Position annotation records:
************

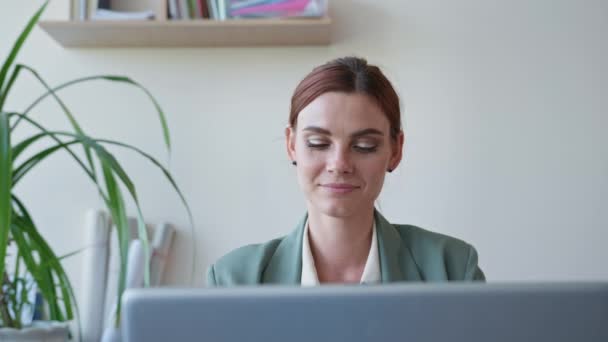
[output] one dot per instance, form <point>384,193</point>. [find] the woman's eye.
<point>365,147</point>
<point>317,143</point>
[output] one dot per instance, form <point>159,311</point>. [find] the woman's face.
<point>343,148</point>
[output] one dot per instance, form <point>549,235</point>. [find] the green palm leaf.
<point>5,187</point>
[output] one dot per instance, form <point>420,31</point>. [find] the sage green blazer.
<point>407,253</point>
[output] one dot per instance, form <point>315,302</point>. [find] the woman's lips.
<point>339,188</point>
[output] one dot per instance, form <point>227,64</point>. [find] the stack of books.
<point>234,9</point>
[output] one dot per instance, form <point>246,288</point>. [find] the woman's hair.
<point>348,75</point>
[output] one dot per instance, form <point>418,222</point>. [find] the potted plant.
<point>32,257</point>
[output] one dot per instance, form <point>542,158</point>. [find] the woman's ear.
<point>396,151</point>
<point>290,142</point>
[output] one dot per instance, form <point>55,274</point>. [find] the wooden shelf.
<point>190,33</point>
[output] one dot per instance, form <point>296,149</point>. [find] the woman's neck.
<point>340,245</point>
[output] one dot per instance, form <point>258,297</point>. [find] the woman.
<point>344,134</point>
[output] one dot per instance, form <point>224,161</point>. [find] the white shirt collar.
<point>371,272</point>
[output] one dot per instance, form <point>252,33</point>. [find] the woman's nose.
<point>339,161</point>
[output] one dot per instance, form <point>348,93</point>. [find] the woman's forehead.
<point>343,112</point>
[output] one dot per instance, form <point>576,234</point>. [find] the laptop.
<point>362,313</point>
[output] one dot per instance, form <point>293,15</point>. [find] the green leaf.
<point>5,187</point>
<point>9,85</point>
<point>30,163</point>
<point>44,133</point>
<point>49,268</point>
<point>112,78</point>
<point>15,50</point>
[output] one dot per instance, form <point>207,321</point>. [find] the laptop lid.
<point>396,312</point>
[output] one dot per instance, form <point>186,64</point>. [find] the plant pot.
<point>40,331</point>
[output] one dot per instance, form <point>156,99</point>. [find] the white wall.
<point>505,113</point>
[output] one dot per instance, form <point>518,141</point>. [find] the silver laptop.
<point>419,312</point>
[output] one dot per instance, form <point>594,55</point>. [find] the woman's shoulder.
<point>419,237</point>
<point>242,265</point>
<point>439,255</point>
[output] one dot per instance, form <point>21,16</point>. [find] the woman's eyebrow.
<point>367,131</point>
<point>317,129</point>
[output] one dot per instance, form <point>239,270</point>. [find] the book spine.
<point>161,245</point>
<point>95,263</point>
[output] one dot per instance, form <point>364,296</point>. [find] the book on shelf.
<point>101,267</point>
<point>275,8</point>
<point>118,9</point>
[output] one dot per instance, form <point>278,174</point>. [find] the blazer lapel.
<point>396,262</point>
<point>285,266</point>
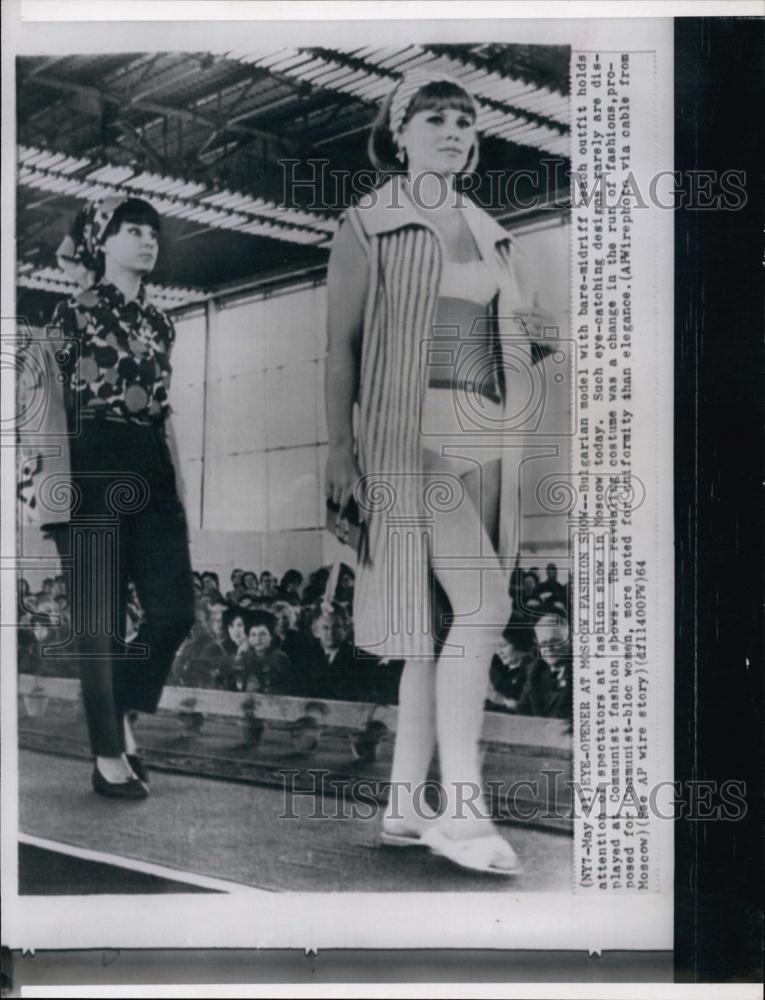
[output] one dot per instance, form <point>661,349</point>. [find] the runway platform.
<point>208,835</point>
<point>283,795</point>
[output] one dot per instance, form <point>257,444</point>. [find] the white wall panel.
<point>294,326</point>
<point>237,340</point>
<point>236,493</point>
<point>187,391</point>
<point>292,405</point>
<point>236,409</point>
<point>292,488</point>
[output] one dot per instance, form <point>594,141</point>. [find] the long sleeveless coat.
<point>393,600</point>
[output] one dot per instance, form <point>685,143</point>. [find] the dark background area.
<point>719,308</point>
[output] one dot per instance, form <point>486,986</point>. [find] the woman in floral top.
<point>127,523</point>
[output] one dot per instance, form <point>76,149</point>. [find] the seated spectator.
<point>64,616</point>
<point>295,644</point>
<point>344,591</point>
<point>267,585</point>
<point>555,649</point>
<point>520,679</point>
<point>550,591</point>
<point>41,633</point>
<point>316,586</point>
<point>260,667</point>
<point>211,587</point>
<point>528,604</point>
<point>237,587</point>
<point>290,584</point>
<point>235,623</point>
<point>348,676</point>
<point>135,613</point>
<point>202,661</point>
<point>44,604</point>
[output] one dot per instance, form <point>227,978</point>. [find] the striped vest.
<point>393,600</point>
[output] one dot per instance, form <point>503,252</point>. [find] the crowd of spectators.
<point>290,637</point>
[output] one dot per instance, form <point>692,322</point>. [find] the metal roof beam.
<point>167,110</point>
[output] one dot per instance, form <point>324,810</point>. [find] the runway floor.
<point>197,828</point>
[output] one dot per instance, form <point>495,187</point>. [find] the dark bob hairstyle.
<point>437,95</point>
<point>135,211</point>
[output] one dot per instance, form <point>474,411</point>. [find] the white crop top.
<point>470,280</point>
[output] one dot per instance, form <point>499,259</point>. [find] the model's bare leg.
<point>481,607</point>
<point>415,742</point>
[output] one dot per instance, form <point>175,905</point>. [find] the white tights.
<point>441,701</point>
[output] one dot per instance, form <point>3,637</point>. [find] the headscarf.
<point>78,252</point>
<point>411,83</point>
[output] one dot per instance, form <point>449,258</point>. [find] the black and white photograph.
<point>297,367</point>
<point>338,361</point>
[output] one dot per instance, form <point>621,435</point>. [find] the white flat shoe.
<point>478,854</point>
<point>400,839</point>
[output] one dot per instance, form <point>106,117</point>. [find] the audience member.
<point>290,584</point>
<point>555,649</point>
<point>261,667</point>
<point>550,592</point>
<point>237,587</point>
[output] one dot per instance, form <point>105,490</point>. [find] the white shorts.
<point>463,428</point>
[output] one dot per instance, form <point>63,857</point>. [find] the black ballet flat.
<point>130,789</point>
<point>136,765</point>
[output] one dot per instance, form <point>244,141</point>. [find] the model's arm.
<point>347,280</point>
<point>169,431</point>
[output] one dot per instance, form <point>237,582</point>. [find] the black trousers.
<point>127,524</point>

************

Work instructions
Rewrite the records above with "one dot per instance" swapped for "one point per instance" and everything else left as it is, leaving out the pictures.

Result
[output] one point per instance, form <point>384,193</point>. [find] the woman's eye.
<point>365,147</point>
<point>317,143</point>
[output] one point per instance, form <point>159,311</point>. [find] the woman's face.
<point>343,148</point>
[output] one point per instance, form <point>549,235</point>. [find] the green palm leaf.
<point>5,187</point>
[output] one point per instance, form <point>420,31</point>. [find] the sage green blazer.
<point>407,253</point>
[output] one point per instance, form <point>315,302</point>. [find] the woman's lips.
<point>339,188</point>
[output] one point per instance, form <point>227,64</point>. [find] the stack of books.
<point>234,9</point>
[output] one point per instance, form <point>246,288</point>. [find] the woman's hair.
<point>348,75</point>
[output] one point per instance, form <point>418,222</point>. [find] the potted plant.
<point>32,257</point>
[output] one point per instance, form <point>542,158</point>. [find] the woman's ear.
<point>396,151</point>
<point>290,142</point>
[output] one point per instance, form <point>55,274</point>. [find] the wooden shelf.
<point>190,33</point>
[output] one point per instance, form <point>296,149</point>. [find] the woman's neck.
<point>340,245</point>
[output] one point per instance, form <point>258,297</point>. [find] the woman.
<point>344,134</point>
[output] one point per instance, form <point>224,161</point>. [find] the white shirt collar.
<point>371,272</point>
[output] one point per instance, form <point>252,33</point>. [find] the woman's nose.
<point>339,161</point>
[output] one point per instance, form <point>348,93</point>. [find] the woman's forehead.
<point>343,112</point>
[output] one point per instance, form <point>576,234</point>. [find] the laptop.
<point>362,313</point>
[output] one point per instance, form <point>293,15</point>. [find] the green leaf.
<point>5,187</point>
<point>9,85</point>
<point>30,163</point>
<point>44,133</point>
<point>49,268</point>
<point>112,78</point>
<point>15,50</point>
[output] one point per instance, form <point>207,321</point>. [find] the laptop lid.
<point>396,312</point>
[output] one point per instance, form <point>186,64</point>. [find] the plant pot.
<point>40,331</point>
[output] one point per instance, form <point>156,99</point>. [find] the white wall.
<point>505,113</point>
[output] one point per instance, form <point>518,141</point>. [find] the silver laptop.
<point>419,312</point>
[output] one point per instance, form <point>594,55</point>. [find] the woman's shoulder.
<point>419,237</point>
<point>242,265</point>
<point>439,255</point>
[output] one point per instance, form <point>21,16</point>. [find] the woman's eyebrow.
<point>367,131</point>
<point>317,129</point>
[output] one point per instance, form <point>239,270</point>. [find] the book spine.
<point>161,245</point>
<point>95,263</point>
[output] one point per instance, form <point>364,296</point>. [find] the book on shelf.
<point>101,267</point>
<point>275,8</point>
<point>118,9</point>
[output] one point per instance, form <point>278,174</point>. [find] the blazer lapel.
<point>396,262</point>
<point>285,266</point>
[output] one point per instance, form <point>661,349</point>. [find] the runway platform.
<point>208,835</point>
<point>283,795</point>
[output] one point per instance, form <point>257,444</point>. [find] the white wall panel.
<point>294,326</point>
<point>237,340</point>
<point>236,493</point>
<point>187,391</point>
<point>292,405</point>
<point>236,409</point>
<point>292,488</point>
[output] one point per instance, form <point>594,141</point>. [find] the long sleeveless coat.
<point>393,600</point>
[output] one point per instance, form <point>685,143</point>. [find] the dark background area.
<point>719,308</point>
[output] one point per instance, form <point>486,986</point>. [find] the woman in floral top.
<point>127,523</point>
[output] one point per instance, form <point>76,149</point>. [find] the seated spectator.
<point>64,616</point>
<point>295,644</point>
<point>344,591</point>
<point>267,585</point>
<point>555,649</point>
<point>520,679</point>
<point>550,591</point>
<point>41,633</point>
<point>316,586</point>
<point>260,667</point>
<point>211,587</point>
<point>528,604</point>
<point>237,587</point>
<point>290,584</point>
<point>235,623</point>
<point>348,676</point>
<point>135,613</point>
<point>202,661</point>
<point>44,604</point>
[output] one point per instance, form <point>227,978</point>. [find] the striped vest.
<point>393,600</point>
[output] one point per instance, form <point>503,252</point>. [find] the crowd of spectators.
<point>290,637</point>
[output] one point per instance, form <point>692,322</point>. [find] the metal roof beam.
<point>167,110</point>
[output] one point per instance, form <point>324,810</point>. [find] the runway floor.
<point>197,828</point>
[output] one point per instance, form <point>495,187</point>. [find] the dark bob hairstyle.
<point>437,95</point>
<point>135,211</point>
[output] one point per instance, form <point>474,411</point>. [find] the white crop top.
<point>470,280</point>
[output] one point per instance, form <point>499,259</point>. [find] the model's bare leg.
<point>481,607</point>
<point>415,742</point>
[output] one point per instance, form <point>175,905</point>. [find] the white tights.
<point>441,701</point>
[output] one point per instance, form <point>3,637</point>. [find] the headscarf.
<point>78,252</point>
<point>411,83</point>
[output] one point per instance, form <point>449,258</point>. [find] the black and white photograph.
<point>297,367</point>
<point>338,361</point>
[output] one point per instance, form <point>621,435</point>. [find] the white flat shoe.
<point>478,854</point>
<point>400,839</point>
[output] one point per instance, form <point>106,117</point>. [find] the audience member.
<point>290,584</point>
<point>555,649</point>
<point>261,667</point>
<point>550,592</point>
<point>237,587</point>
[output] one point per instance, form <point>105,490</point>. [find] the white shorts.
<point>463,428</point>
[output] one point per instance, form <point>63,857</point>. [find] the black ballet flat.
<point>130,789</point>
<point>136,765</point>
[output] one point per instance, form <point>244,141</point>. [find] the model's arm.
<point>347,280</point>
<point>169,431</point>
[output] one point per instance, form <point>237,582</point>. [find] the black trousers.
<point>127,524</point>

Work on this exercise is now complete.